Dataset records on object locations

=-=-=

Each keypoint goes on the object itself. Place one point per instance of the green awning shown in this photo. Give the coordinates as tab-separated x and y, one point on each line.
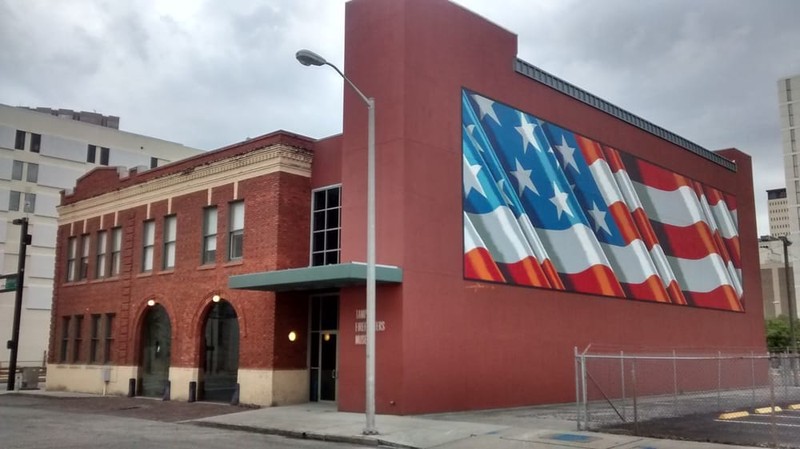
314	278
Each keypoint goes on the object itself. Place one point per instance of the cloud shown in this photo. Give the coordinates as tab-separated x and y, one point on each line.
210	73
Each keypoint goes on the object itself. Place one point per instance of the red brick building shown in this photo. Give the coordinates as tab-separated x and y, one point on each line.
518	217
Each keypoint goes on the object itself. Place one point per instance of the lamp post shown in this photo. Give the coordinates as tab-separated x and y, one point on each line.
307	58
13	344
789	299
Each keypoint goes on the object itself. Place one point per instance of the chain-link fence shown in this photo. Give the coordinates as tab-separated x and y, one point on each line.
621	388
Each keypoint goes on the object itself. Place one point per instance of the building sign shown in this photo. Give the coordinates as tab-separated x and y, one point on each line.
545	207
361	326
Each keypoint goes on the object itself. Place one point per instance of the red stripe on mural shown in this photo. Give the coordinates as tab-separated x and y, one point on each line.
598	279
660	178
591	150
686	242
525	272
478	265
651	289
723	297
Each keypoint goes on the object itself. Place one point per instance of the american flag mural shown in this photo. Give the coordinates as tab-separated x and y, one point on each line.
545	207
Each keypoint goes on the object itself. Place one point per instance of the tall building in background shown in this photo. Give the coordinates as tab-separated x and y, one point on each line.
44	151
788	95
778	207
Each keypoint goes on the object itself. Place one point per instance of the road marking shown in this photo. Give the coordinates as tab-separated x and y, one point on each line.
758	422
734	415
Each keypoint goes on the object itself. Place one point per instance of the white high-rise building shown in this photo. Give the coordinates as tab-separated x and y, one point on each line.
43	152
789	104
778	209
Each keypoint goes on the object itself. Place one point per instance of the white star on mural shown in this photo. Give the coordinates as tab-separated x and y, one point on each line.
523	179
525	129
471	132
486	107
559	199
568	153
471	178
599	218
501	187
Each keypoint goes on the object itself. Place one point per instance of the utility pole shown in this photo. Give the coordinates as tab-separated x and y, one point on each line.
13	344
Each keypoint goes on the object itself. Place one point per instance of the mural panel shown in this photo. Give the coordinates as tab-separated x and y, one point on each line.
545	207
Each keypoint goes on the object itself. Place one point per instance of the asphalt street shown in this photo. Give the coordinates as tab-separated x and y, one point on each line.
42	423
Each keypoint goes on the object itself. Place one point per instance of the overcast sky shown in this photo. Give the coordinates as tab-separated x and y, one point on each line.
211	73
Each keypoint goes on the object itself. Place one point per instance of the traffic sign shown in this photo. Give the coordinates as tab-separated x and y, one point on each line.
8	283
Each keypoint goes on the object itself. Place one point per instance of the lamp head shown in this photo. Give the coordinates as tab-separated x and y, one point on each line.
308	57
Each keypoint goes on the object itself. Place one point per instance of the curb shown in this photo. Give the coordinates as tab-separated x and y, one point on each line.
297	434
733	415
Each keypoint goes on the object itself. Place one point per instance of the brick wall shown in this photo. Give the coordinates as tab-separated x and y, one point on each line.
276	235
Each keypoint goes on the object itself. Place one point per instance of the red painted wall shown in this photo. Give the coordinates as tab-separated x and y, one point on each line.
452	344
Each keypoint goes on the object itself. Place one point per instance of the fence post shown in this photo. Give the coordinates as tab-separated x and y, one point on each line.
753	376
719	380
622	380
585	393
675	378
577	388
635	402
772	404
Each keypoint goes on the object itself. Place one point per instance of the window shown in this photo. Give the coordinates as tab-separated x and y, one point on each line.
19	142
100	268
30	203
325	226
83	265
36	142
109	334
16	170
13	200
33	173
116	251
148	242
72	248
104	155
62	353
236	231
91	153
76	347
209	235
170	225
94	343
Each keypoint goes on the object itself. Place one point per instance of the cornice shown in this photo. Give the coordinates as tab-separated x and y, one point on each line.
272	159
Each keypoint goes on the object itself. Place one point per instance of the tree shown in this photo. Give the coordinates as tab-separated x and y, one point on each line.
778	339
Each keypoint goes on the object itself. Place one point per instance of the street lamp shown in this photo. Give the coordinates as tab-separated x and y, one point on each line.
307	58
13	344
789	297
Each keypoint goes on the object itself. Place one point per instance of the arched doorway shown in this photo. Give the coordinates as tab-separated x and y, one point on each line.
156	345
220	353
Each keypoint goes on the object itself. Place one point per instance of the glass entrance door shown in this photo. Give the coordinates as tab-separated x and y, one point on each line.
156	344
323	347
220	353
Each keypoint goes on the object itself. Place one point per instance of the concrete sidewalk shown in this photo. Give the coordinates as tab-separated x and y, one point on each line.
499	429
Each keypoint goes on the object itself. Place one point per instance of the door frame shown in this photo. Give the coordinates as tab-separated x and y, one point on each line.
319	334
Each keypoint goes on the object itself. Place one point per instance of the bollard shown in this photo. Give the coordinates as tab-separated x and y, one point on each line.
235	398
165	397
131	387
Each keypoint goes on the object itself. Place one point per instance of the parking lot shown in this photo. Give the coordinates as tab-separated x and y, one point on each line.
754	427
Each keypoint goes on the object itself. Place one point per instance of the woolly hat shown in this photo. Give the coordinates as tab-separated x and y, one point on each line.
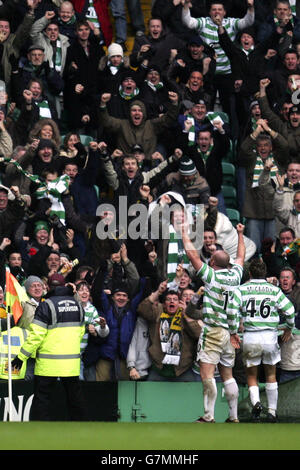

=-=-=

Pick out every line in the listing above that contains the word "wall", and copy each of those lines. Case counts.

§ Answer in full
Each keypoint goes on the object itself. Place one point per instance of the brick wall shown in this photo. Give the coordinates as tab-separated x and y, one point on each line.
Each keypoint goes on the object itself. Place one point per instance of the red painted wall shown in this photo. Give the coordinates as tab-separated x and y, one point on each line.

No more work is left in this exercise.